Collected data
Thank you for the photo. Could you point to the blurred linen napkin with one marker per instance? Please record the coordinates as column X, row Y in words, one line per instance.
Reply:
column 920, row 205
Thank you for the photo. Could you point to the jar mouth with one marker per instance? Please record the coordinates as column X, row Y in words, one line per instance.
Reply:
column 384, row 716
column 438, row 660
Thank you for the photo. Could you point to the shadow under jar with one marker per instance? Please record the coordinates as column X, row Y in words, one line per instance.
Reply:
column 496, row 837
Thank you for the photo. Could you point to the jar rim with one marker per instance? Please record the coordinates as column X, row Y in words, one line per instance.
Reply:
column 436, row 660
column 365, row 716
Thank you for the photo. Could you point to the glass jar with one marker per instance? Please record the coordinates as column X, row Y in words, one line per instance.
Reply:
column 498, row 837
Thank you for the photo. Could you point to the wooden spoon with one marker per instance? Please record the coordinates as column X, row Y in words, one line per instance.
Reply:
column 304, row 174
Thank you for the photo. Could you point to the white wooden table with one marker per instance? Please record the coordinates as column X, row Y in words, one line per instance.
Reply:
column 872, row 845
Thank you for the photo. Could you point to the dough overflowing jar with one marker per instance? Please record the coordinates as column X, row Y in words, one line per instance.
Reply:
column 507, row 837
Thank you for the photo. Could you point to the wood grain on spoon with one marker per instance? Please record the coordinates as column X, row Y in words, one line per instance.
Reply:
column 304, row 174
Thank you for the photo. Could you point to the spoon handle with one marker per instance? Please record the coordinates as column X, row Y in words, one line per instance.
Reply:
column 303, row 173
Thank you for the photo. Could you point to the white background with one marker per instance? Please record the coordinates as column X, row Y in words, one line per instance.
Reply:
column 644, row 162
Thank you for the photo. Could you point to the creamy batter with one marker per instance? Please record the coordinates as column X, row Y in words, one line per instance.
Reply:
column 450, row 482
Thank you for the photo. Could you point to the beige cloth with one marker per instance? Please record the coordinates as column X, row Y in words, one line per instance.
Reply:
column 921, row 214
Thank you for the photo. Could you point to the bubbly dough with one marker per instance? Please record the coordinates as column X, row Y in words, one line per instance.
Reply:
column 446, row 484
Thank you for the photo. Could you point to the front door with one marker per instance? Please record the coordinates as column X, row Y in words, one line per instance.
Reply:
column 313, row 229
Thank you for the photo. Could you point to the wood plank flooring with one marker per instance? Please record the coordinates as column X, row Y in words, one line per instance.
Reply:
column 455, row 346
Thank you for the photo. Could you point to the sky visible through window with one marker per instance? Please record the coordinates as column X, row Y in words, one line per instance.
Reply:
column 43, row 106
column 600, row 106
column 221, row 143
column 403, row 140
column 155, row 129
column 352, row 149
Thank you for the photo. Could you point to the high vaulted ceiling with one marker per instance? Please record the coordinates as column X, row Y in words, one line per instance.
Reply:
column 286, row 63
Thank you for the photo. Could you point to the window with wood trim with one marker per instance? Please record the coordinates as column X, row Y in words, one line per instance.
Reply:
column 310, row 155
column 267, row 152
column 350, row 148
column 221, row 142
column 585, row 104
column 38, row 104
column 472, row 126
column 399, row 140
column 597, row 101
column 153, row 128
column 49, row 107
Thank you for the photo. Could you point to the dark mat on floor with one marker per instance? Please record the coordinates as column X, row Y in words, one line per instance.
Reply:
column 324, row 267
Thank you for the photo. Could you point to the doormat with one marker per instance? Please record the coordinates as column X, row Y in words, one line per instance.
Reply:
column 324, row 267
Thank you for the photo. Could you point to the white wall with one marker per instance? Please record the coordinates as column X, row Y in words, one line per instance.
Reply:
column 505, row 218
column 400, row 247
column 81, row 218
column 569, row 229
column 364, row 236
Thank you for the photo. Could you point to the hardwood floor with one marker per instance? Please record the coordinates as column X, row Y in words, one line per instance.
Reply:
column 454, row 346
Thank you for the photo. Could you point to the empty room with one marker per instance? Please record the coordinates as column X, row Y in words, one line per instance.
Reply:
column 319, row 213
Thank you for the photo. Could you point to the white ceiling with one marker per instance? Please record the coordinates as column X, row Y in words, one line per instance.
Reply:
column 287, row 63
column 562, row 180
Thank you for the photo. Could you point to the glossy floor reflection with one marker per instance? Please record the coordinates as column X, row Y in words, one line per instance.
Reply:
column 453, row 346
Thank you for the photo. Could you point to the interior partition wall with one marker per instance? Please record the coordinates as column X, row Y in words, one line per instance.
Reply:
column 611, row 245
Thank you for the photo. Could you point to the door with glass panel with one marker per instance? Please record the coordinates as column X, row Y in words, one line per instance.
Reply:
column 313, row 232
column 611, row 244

*What to work on*: What you give back should be only the lines of the records above, starting at the line with "Thank you for the photo. Could you point to the glass" and ending at the line with "the white wooden", restated word for word.

*Task response*:
Thank you for the photo. Could you point to the glass jar with one marker per instance? Please record the coordinates as column X, row Y in words, one line per instance.
Reply:
column 498, row 837
Thank you for the photo. Could you point to the wooden spoon with one marker per instance? Please record the coordinates as column X, row Y in words, one line per instance.
Reply:
column 304, row 174
Thank you for the photo. Could you point to the white wooden table with one marker per instance? Please record the coordinates as column X, row Y in words, one line per instance.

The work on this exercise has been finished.